◆ Instruction: Extract every line of the records below word for word, leaving the pictures out of your answer.

◆ Given records:
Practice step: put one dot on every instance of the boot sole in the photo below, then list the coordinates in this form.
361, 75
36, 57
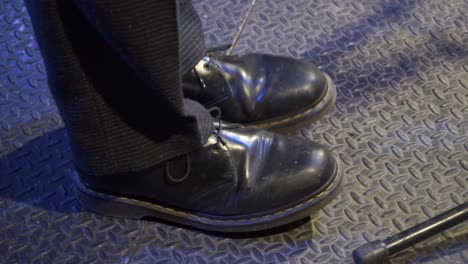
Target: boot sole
115, 206
300, 120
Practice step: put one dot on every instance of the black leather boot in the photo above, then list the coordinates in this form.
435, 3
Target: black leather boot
243, 179
262, 91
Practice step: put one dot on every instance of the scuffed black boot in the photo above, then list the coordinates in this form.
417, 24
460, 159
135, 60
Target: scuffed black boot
243, 179
260, 90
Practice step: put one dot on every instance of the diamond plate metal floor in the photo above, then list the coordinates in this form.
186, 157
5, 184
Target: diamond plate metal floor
400, 127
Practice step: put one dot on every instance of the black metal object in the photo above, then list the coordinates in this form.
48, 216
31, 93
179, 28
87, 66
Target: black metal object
380, 251
399, 127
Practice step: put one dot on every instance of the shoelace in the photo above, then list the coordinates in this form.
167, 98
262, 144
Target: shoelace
208, 62
217, 129
217, 132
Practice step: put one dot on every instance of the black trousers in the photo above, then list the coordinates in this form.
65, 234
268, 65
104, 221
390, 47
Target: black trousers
114, 68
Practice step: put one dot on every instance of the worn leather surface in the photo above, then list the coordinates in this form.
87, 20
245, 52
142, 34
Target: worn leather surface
255, 87
240, 171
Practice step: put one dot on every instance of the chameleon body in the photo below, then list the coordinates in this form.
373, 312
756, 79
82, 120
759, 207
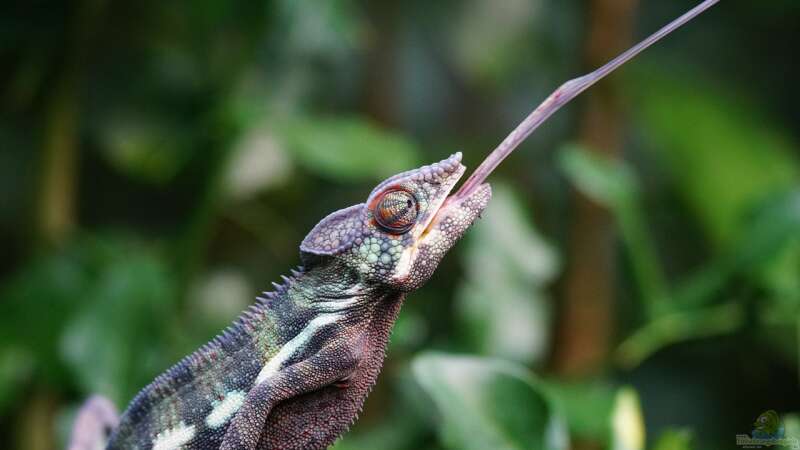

◆ Task solution:
Practice step: put one dot on every instance of the boot sole in the photo below, then list the coordinates in this form.
361, 75
36, 57
Target: boot sole
115, 206
300, 120
Practice step: put one dot on every instance of the black leather boot in the photo above, then list the coordinates in this form.
435, 3
Target: black leather boot
243, 179
262, 91
Practice step: put one dot on every instance of the scuffed black boot in the photo above, then list the coordinates in this form.
417, 24
460, 159
135, 60
Target: scuffed black boot
243, 179
260, 90
Practice step: put one dot on every instance of the diamond plate metal floor in the photo above, then list the coordinates in this form.
186, 157
5, 184
Target: diamond plate metal floor
400, 127
Practice step: put one dot on every instance of the black metal object in the photo above, then list the coordinates in this form.
48, 216
31, 93
179, 28
87, 66
Target: black metal object
380, 251
399, 127
Practice step: put one dot on every instance of the shoelace in the photo above, then list the coordinates in this form.
167, 98
262, 144
Target: shoelace
208, 62
217, 129
217, 132
Practice step: put one dot on every instance of the black trousers in the photo above, then list the coordinates in this form.
65, 234
268, 65
104, 221
390, 47
Target: black trousers
114, 68
Practice step: put one dot on every instance of the worn leather surface in the photo above, then list the coordinates in this form.
87, 20
245, 52
142, 34
Target: worn leather surface
255, 87
240, 171
Practice step: put one dot on every instance of the chameleon body in the photo below, then list the coordinates in this form.
373, 312
756, 79
82, 120
759, 207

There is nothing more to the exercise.